Art Department acquires award-winning sculpture
This year Newington has initiated a unique venture to acquire artists works. These can be works that are already in another collection and on loan to the college or from our acquisition policy with the Concordia Gallery.
We have been fortunate enough to make contact with one of our old parents
Dr Richard Goodwin has lent the school his award-winning work Caraspace and has also agreed to be part of the inaugural advisory board for Newingtons Concordia gallery.
With oover 30 years of practice as an internationally exhibiting artist and architect, Goodwin has sustained a prolific and professional practice of art and architecture. His work ranges from freeway infrastructure to the gallery to “parasitic” architecture / public artworks. Fundamental to his work and philosophyis—the notion of adaptive re-use and radical transformations.
Goodwin established the Porosity Studio 1996 at the College of Fine Arts (UNSW) where he currently holds the position of professor. The studio enquires into a dynamic understanding of art, architecture and urban design: that the movement of people through the built environment and their patterns of inhabitation constitutes a politically rich layer of architecture. Since 2004 the studios were run as intensive, international, multi-disciplinary workshops and have been recognised and supported internationally by various universities and institutions such as the British Council.

════

### Work instructions
1) In the sculpture article, what is the name of the work Dr Richard Goodwin lent the school?
2) Continue the sculpture article from the point where it stops.

### Extracted information
════

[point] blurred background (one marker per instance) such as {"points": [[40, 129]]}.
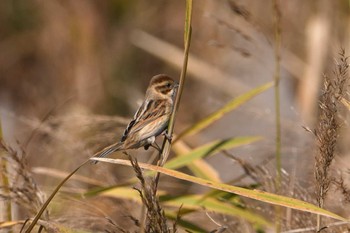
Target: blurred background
{"points": [[72, 74]]}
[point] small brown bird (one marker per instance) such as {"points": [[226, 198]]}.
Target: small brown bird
{"points": [[150, 120]]}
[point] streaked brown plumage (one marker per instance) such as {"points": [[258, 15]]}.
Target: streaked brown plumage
{"points": [[150, 120]]}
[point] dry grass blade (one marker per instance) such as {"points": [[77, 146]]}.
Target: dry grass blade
{"points": [[155, 217], [47, 202], [334, 89], [253, 194], [21, 187], [233, 104]]}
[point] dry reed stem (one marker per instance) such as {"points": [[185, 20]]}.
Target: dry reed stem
{"points": [[328, 127]]}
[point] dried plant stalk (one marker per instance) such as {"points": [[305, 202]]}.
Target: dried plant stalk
{"points": [[328, 127]]}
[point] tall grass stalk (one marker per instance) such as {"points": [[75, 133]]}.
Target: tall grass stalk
{"points": [[187, 41], [277, 77]]}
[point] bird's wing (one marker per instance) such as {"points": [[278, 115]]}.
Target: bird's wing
{"points": [[149, 112]]}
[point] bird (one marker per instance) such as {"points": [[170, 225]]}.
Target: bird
{"points": [[150, 120]]}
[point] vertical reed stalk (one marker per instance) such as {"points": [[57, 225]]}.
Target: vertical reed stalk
{"points": [[277, 22]]}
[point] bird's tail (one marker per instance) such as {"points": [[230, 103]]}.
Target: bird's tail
{"points": [[108, 150]]}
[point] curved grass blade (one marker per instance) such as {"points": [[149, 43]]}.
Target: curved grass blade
{"points": [[196, 202], [253, 194], [47, 202], [233, 104], [199, 167], [192, 202], [209, 149]]}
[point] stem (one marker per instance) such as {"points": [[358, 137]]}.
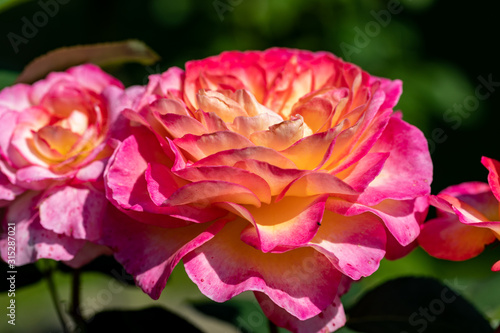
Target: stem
{"points": [[75, 302], [272, 327], [55, 297]]}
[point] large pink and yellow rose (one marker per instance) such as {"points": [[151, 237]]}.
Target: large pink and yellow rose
{"points": [[282, 172], [467, 218], [54, 146]]}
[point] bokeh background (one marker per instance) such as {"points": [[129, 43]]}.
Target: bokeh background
{"points": [[444, 51]]}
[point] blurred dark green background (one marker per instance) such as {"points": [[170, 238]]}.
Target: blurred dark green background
{"points": [[440, 49]]}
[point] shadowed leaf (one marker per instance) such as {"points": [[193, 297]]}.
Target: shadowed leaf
{"points": [[24, 276], [153, 319], [105, 54], [408, 305]]}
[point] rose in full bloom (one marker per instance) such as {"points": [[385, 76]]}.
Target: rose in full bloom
{"points": [[54, 145], [467, 218], [282, 172]]}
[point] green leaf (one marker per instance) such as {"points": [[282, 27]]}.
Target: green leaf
{"points": [[153, 319], [106, 265], [245, 315], [7, 78], [408, 304], [6, 4], [105, 54]]}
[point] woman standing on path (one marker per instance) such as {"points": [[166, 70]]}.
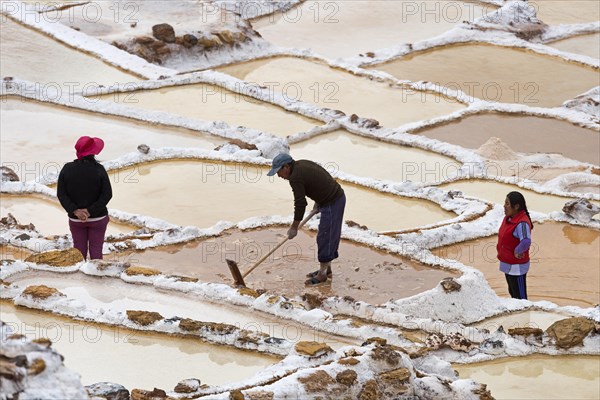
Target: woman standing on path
{"points": [[514, 240], [84, 190]]}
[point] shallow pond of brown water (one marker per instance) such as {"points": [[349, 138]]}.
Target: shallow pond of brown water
{"points": [[364, 273], [542, 81]]}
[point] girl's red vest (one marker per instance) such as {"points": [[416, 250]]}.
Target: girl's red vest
{"points": [[507, 243]]}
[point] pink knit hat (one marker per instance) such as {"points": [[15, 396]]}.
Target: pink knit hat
{"points": [[87, 145]]}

════

### Outputs for the tasks
1) Caraspace

2)
In 2002 Goodwin was awarded the prestigious Discovery Grant from the Australian Research Council (ARC). This body of research, Porosity, has been widely published and exhibited in galleries across Sydney and has begun to influence the way designers, architects, artists and even emergency services view the city fabric. In 2009 the ARC awarded Richard Goodwin a Linkage Grant to develop Porosity using real-time technologies and gaming engines in collaboration with UNSW architecture academic, Russell Lowe.
About the work
Carapace is a seminal piece of public sculpture for Goodwin’s practice and for the Australian Sculptural canon. The work Carapace is made from a vintage Mercedes car, fiberglass and steel. It stands at 235 x 300 x 500 cm and is a monotone bright white. This was acquired by Sydney University directly after its success as the winner of Sculpture by the Sea in 2003.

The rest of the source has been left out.